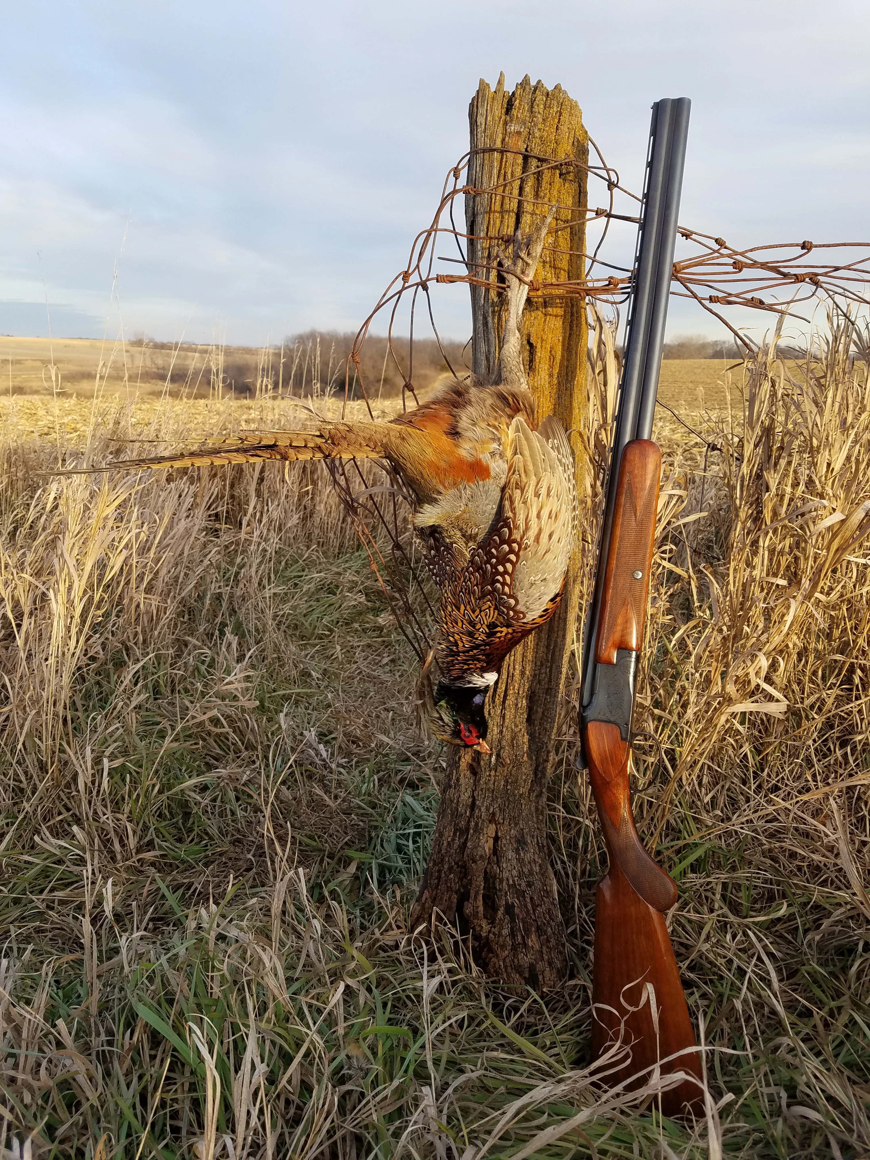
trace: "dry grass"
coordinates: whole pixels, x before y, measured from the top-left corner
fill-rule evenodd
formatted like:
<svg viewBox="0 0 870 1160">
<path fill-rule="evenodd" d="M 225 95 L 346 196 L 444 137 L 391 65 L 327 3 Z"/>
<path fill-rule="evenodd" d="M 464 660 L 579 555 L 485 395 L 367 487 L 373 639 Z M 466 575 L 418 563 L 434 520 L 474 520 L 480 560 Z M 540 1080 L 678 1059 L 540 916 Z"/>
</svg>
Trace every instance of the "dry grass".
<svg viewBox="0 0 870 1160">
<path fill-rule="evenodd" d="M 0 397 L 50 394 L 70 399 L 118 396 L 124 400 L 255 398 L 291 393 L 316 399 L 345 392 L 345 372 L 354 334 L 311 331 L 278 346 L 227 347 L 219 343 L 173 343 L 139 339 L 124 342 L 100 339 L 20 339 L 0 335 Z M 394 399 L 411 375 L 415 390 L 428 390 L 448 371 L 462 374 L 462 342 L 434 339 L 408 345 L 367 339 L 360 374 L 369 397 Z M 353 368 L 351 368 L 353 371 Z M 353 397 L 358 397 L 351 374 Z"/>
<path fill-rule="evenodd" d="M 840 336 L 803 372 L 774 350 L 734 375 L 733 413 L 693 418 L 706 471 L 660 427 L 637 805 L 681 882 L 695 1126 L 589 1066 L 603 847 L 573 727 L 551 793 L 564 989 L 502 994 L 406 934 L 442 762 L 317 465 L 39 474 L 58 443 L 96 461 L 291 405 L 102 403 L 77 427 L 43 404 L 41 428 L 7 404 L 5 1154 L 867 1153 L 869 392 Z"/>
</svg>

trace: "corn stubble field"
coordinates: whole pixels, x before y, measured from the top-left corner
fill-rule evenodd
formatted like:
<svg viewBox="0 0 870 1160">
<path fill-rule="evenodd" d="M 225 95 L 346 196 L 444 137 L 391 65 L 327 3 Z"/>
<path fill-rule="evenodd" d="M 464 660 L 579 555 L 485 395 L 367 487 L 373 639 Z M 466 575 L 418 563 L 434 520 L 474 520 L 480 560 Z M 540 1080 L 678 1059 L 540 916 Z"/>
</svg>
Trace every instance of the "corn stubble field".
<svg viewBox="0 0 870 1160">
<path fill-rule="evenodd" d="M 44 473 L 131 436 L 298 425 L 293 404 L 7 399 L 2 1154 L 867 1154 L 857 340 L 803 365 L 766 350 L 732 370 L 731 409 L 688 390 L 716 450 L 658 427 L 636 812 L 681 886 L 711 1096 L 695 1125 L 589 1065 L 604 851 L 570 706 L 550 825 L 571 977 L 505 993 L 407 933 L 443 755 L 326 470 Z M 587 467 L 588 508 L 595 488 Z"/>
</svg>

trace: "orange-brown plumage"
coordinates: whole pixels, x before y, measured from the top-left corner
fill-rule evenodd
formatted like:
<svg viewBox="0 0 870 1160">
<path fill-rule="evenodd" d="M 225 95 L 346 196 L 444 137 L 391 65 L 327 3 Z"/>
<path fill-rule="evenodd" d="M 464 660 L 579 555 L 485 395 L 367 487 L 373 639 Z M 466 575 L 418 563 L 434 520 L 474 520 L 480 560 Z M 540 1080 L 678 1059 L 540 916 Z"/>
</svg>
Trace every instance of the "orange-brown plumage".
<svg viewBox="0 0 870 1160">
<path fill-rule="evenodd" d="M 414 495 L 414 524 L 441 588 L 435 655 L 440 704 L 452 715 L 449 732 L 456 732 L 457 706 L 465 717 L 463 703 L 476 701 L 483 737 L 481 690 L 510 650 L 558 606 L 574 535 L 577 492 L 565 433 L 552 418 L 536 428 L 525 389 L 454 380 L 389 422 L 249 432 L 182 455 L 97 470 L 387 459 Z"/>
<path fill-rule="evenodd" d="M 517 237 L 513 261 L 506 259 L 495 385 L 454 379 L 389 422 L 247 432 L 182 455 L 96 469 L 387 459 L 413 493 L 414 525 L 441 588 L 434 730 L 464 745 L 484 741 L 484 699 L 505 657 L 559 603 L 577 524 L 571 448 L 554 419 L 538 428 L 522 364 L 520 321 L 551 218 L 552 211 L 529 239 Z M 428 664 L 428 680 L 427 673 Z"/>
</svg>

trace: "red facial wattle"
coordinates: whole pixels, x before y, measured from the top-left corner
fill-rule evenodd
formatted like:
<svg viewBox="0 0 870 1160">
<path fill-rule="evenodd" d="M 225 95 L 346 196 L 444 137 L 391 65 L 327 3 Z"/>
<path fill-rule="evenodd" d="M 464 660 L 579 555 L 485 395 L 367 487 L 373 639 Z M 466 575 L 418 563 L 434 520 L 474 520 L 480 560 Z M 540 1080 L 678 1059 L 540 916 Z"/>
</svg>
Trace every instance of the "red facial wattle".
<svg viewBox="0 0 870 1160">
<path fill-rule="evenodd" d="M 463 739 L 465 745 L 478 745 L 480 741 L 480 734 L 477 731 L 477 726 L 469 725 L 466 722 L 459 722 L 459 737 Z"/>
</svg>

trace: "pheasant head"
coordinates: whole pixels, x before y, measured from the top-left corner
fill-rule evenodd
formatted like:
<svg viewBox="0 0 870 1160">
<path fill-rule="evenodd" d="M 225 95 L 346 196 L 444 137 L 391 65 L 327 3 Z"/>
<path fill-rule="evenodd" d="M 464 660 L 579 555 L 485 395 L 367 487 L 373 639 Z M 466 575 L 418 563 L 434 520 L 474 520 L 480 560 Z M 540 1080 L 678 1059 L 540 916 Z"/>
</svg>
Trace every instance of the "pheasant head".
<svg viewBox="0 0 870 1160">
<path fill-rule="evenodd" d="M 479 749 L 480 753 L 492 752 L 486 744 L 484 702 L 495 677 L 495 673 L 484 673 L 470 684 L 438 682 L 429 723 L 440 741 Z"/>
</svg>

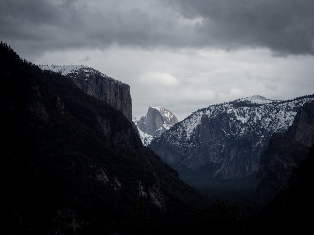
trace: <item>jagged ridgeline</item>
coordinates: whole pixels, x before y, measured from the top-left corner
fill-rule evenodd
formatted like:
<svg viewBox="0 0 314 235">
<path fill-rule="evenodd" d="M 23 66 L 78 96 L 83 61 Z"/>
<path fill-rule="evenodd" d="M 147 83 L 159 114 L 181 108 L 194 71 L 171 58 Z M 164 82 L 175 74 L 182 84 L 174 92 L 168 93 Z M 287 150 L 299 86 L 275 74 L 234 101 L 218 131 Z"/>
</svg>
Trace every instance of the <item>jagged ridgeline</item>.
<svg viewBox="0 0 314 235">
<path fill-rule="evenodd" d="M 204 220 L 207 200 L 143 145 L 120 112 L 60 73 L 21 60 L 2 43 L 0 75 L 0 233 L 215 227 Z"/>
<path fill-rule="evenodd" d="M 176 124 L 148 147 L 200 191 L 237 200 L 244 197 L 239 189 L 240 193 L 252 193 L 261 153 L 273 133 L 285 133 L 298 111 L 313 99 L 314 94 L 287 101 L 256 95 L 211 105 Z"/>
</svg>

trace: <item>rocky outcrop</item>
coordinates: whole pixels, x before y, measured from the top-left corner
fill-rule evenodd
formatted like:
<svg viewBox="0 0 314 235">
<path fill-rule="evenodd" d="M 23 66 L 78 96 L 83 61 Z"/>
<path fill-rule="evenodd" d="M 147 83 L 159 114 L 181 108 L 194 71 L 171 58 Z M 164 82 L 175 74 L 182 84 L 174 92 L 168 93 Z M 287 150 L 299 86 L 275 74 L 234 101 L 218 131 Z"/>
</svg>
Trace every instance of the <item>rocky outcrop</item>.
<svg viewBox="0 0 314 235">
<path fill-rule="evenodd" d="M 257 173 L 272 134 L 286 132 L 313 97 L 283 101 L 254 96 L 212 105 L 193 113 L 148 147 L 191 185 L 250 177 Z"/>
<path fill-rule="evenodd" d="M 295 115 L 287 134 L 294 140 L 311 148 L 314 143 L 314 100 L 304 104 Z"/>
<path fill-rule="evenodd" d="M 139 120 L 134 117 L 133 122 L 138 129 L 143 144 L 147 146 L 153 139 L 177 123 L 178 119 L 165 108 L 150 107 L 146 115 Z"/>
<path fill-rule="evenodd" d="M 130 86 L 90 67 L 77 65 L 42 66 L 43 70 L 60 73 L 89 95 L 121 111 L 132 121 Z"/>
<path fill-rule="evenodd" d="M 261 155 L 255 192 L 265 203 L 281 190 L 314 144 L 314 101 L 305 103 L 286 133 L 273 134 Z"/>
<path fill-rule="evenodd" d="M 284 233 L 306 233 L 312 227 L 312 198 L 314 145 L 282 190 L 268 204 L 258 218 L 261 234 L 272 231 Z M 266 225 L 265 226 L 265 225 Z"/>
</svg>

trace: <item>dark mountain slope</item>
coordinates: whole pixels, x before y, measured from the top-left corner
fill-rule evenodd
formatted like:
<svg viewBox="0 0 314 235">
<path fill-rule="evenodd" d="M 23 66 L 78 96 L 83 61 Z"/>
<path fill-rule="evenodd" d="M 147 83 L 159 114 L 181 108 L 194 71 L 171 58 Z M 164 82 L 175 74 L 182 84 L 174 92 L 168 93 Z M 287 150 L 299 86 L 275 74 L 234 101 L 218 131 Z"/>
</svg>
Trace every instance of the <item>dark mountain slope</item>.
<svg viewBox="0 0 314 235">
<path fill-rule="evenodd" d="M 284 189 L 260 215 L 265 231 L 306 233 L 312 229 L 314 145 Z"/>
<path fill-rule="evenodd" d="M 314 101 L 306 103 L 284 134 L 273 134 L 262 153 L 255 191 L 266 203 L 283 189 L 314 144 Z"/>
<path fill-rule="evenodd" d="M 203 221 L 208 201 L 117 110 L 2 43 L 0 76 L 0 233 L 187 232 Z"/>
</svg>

_____

Present the lines as a numbered list, running from the first line through the line containing "397 L 50 394", both ends included and blank lines omitted. Leave the pictures out.

:: FULL ANSWER ::
1. trace: "dry grass"
2. coordinates: whole pixels, x before y, measured from the top-left corner
3. fill-rule evenodd
4. formatted like:
5. <svg viewBox="0 0 870 1160">
6. <path fill-rule="evenodd" d="M 225 95 L 346 196 L 444 137 L 391 65 L 327 3 Z"/>
7. <path fill-rule="evenodd" d="M 464 660 L 579 555 L 485 395 L 367 487 L 373 639 Z M 466 575 L 418 563 L 434 520 L 474 520 L 480 560 Z M 540 1080 L 678 1059 L 540 916 Z"/>
8. </svg>
9. Trace every instance of the "dry grass".
10. <svg viewBox="0 0 870 1160">
11. <path fill-rule="evenodd" d="M 0 397 L 50 394 L 70 399 L 118 396 L 124 400 L 255 398 L 291 393 L 316 399 L 345 392 L 345 372 L 354 334 L 311 331 L 278 346 L 227 347 L 219 343 L 173 343 L 139 339 L 124 342 L 100 339 L 20 339 L 0 335 Z M 394 399 L 411 375 L 415 390 L 428 390 L 448 371 L 462 374 L 462 342 L 434 339 L 408 345 L 367 339 L 360 374 L 369 397 Z M 353 368 L 351 368 L 353 371 Z M 353 397 L 358 397 L 351 374 Z"/>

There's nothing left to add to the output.